Reproduce the records below word for word, from the line that contains "task: outline the truck side mirror" through the last line of the records.

☆ ☆ ☆ ☆ ☆

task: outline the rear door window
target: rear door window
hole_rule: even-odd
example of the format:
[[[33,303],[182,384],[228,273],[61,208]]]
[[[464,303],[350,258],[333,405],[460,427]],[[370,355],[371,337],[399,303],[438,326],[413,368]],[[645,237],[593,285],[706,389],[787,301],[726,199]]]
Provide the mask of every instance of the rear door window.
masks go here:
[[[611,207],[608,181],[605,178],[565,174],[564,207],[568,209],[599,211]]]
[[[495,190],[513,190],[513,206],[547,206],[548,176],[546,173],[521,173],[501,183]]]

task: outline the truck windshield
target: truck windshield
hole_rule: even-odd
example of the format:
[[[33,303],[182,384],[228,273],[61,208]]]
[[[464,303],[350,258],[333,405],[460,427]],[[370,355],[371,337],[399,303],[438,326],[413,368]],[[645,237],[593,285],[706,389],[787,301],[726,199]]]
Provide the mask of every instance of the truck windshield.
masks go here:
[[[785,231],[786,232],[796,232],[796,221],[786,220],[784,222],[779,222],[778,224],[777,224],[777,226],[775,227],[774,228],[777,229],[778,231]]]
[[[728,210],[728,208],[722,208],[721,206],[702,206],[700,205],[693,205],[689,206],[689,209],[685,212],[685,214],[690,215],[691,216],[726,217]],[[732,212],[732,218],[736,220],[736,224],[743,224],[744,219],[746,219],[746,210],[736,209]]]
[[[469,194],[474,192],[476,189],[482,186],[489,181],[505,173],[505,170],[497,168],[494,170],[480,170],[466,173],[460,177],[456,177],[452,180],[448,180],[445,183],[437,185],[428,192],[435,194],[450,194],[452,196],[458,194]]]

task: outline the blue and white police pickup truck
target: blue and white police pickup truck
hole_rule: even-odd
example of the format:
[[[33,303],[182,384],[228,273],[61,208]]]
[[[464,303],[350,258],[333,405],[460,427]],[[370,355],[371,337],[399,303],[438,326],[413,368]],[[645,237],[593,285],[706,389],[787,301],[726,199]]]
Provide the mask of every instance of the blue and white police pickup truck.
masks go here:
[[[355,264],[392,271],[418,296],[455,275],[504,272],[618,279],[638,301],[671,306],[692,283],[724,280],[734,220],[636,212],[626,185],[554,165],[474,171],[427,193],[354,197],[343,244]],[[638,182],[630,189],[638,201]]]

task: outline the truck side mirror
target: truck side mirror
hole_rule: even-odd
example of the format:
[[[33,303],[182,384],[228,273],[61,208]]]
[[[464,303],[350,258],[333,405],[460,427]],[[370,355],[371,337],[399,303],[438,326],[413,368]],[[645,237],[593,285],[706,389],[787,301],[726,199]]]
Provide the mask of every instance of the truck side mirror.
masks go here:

☆ ☆ ☆ ☆ ☆

▶ **Full answer**:
task: outline the truck side mirror
target: truck side mirror
hole_rule: even-odd
example of the format:
[[[33,303],[182,384],[228,273],[61,208]]]
[[[464,303],[350,258],[333,405],[460,427]],[[370,355],[371,337],[399,303],[438,326],[413,368]],[[645,237],[593,285],[706,389],[787,301],[726,199]]]
Provide the mask of every instance of the truck side mirror.
masks go here:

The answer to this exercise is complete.